## Dataset records
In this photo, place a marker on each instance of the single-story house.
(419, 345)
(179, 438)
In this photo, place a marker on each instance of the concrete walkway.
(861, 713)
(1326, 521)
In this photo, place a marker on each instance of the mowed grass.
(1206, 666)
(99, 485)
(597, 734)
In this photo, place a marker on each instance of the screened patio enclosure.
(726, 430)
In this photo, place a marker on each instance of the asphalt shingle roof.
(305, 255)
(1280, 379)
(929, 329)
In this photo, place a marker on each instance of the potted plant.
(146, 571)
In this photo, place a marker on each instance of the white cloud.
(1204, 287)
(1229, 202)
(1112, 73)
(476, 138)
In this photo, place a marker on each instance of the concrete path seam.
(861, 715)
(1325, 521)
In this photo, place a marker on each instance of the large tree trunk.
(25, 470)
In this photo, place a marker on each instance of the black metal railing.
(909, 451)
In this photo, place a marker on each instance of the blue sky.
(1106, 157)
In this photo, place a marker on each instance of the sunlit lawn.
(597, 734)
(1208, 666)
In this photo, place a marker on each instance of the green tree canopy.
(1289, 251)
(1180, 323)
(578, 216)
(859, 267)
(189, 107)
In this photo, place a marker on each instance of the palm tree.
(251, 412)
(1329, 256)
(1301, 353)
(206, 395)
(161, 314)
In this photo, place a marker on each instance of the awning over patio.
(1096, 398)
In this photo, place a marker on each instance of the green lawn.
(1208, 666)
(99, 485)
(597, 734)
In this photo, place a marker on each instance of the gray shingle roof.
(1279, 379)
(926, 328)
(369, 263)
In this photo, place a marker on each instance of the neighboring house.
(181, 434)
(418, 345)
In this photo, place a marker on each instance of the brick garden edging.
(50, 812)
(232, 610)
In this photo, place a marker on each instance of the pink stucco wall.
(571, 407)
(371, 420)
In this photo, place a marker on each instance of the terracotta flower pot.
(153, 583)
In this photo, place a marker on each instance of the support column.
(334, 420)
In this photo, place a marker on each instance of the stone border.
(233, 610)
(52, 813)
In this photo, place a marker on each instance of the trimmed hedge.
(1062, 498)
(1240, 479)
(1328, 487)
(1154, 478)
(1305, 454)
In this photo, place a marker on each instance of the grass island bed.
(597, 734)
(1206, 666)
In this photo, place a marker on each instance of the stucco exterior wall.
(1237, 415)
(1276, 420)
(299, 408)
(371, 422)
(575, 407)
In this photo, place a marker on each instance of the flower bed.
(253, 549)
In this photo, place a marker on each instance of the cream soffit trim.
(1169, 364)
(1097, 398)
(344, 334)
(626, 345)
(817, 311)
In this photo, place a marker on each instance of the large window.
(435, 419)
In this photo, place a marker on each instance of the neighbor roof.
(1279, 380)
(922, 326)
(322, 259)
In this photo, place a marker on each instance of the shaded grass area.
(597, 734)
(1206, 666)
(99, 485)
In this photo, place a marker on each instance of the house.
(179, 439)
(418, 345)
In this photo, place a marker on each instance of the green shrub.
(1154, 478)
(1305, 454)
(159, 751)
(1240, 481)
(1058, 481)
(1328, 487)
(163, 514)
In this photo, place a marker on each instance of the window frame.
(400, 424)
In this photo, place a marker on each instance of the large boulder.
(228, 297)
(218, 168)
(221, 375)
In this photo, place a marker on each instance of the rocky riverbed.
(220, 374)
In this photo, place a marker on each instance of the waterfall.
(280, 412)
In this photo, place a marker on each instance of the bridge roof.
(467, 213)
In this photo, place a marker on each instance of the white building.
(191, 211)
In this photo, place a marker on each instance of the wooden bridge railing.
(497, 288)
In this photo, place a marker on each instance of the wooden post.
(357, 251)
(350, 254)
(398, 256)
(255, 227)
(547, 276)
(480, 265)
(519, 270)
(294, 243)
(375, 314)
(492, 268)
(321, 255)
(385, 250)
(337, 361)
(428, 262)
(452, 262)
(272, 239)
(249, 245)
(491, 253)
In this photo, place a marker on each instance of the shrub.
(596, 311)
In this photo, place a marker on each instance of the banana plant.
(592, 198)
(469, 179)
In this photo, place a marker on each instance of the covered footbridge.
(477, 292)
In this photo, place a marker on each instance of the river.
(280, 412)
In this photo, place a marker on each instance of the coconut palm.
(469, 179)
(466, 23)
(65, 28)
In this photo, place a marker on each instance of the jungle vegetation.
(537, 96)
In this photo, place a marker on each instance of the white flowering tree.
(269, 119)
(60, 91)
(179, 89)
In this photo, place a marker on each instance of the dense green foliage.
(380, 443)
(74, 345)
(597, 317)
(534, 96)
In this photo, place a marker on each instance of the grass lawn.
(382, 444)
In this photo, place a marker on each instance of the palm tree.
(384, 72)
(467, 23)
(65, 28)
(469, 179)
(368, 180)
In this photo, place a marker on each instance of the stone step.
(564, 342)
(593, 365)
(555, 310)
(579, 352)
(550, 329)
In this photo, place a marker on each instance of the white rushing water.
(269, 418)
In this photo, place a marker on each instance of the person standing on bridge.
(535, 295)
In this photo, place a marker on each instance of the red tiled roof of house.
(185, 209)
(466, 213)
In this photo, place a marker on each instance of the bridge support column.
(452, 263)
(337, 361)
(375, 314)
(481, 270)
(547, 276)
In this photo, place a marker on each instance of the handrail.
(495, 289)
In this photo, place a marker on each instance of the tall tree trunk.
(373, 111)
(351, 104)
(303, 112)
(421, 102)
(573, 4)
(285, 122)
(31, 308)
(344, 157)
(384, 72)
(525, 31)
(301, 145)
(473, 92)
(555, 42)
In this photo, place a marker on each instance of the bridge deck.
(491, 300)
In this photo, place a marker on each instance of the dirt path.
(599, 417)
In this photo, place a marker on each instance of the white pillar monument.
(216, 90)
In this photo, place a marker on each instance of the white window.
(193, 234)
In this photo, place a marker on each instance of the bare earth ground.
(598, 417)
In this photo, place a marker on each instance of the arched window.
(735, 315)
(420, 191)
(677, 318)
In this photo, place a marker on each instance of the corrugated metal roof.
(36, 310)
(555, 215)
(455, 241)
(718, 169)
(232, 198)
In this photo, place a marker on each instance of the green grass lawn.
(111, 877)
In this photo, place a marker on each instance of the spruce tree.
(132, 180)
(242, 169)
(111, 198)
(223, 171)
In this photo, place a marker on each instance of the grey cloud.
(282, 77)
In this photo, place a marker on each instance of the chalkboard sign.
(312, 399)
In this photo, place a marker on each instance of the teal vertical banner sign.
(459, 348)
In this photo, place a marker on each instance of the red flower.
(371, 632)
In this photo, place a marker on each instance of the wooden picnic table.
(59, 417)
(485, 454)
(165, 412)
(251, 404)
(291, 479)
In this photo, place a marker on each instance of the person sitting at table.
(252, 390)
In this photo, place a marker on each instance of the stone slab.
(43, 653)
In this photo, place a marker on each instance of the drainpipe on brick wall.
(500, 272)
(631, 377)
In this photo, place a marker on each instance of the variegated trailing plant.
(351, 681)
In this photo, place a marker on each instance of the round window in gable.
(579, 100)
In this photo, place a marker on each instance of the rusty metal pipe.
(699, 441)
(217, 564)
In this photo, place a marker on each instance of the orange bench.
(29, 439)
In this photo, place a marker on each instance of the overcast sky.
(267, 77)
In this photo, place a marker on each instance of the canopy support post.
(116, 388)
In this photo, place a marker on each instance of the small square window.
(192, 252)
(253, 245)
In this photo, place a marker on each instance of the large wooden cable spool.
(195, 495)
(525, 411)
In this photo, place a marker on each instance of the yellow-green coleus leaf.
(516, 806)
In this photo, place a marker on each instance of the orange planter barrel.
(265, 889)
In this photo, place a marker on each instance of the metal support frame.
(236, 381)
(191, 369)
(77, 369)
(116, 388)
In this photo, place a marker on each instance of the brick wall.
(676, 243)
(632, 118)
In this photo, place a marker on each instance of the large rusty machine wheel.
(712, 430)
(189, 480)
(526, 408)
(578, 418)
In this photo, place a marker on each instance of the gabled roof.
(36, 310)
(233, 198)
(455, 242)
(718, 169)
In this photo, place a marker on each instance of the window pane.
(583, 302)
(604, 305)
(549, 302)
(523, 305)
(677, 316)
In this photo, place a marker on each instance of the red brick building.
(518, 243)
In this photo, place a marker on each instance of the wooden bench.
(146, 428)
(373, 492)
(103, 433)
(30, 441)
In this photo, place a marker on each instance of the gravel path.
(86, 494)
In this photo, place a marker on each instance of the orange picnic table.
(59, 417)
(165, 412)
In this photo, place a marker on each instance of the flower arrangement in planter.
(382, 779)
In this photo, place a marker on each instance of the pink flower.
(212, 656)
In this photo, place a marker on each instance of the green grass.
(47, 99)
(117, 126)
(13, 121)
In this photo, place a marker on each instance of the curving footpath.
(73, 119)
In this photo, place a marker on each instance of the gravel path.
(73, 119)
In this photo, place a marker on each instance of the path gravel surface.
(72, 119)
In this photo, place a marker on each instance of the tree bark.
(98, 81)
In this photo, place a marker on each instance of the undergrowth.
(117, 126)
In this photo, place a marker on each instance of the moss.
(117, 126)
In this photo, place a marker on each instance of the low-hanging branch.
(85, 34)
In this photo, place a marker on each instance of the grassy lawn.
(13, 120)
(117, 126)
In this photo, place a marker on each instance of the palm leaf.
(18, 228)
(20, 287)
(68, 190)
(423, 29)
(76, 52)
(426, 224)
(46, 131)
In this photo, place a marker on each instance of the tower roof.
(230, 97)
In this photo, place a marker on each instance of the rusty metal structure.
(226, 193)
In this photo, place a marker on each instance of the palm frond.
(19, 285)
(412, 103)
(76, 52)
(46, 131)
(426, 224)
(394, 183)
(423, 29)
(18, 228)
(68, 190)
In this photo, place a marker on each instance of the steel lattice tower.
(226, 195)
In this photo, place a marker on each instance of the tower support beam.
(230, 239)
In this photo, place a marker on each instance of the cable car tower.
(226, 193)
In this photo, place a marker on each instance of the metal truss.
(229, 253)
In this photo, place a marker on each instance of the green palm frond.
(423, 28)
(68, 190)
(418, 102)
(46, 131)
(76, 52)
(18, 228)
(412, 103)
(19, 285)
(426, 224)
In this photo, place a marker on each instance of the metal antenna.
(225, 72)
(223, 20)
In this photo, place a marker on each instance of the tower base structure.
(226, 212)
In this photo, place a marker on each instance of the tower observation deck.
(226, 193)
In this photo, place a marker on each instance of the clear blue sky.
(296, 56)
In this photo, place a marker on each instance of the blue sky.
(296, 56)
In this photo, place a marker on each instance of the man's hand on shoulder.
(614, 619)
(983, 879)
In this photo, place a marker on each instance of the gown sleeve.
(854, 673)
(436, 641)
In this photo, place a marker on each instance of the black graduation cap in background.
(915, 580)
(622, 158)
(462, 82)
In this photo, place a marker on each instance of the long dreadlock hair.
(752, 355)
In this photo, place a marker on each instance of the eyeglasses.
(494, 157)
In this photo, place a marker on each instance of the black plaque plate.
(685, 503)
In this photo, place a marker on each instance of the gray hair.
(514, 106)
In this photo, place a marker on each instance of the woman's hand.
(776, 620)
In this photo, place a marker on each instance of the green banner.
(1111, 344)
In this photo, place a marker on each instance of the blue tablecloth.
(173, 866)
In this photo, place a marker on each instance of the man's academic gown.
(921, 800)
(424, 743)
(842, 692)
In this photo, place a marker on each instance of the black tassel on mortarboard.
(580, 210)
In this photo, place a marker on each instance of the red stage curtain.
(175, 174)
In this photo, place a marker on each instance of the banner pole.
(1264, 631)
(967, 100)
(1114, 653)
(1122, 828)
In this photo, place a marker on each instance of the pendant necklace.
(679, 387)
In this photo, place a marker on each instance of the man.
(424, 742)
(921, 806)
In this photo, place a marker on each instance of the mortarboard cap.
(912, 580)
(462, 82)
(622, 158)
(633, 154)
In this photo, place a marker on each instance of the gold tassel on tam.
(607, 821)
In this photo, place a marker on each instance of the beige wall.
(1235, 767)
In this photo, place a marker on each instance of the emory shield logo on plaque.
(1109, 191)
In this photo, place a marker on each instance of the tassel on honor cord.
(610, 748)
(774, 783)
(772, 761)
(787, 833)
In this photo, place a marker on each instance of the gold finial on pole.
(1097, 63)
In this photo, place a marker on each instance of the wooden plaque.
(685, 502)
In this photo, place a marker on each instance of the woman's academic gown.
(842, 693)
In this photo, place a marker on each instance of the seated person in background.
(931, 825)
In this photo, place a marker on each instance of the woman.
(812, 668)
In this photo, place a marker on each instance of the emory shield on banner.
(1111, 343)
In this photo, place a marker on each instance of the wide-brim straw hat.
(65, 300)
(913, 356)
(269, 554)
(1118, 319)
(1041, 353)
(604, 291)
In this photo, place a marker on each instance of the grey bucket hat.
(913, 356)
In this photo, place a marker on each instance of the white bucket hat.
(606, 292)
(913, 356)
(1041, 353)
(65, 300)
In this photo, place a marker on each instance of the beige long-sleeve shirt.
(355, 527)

## Task requirements
Every line from the line containing "finial on pole." to the last line of the material above must be repeated exactly, and no other line.

## Result for this task
In this photo, place a marker on each instance of the gold finial on pole.
(1097, 63)
In this photo, place a marker on each instance of the wooden plaque.
(685, 502)
In this photo, place a marker on each instance of the woman's academic gown.
(842, 693)
In this photo, place a marker on each instance of the seated person in background.
(931, 825)
In this photo, place a marker on each instance of the woman.
(812, 668)
In this photo, place a marker on each instance of the emory shield on banner.
(1111, 343)
In this photo, place a marker on each instance of the wide-brim straw hat.
(65, 300)
(913, 356)
(269, 554)
(1118, 319)
(1041, 353)
(604, 291)
In this photo, place a marker on each instance of the grey bucket hat.
(913, 356)
In this photo, place a marker on each instance of the white bucket hat.
(606, 292)
(913, 356)
(1041, 353)
(65, 300)
In this photo, place a marker on each instance of the beige long-sleeve shirt.
(355, 527)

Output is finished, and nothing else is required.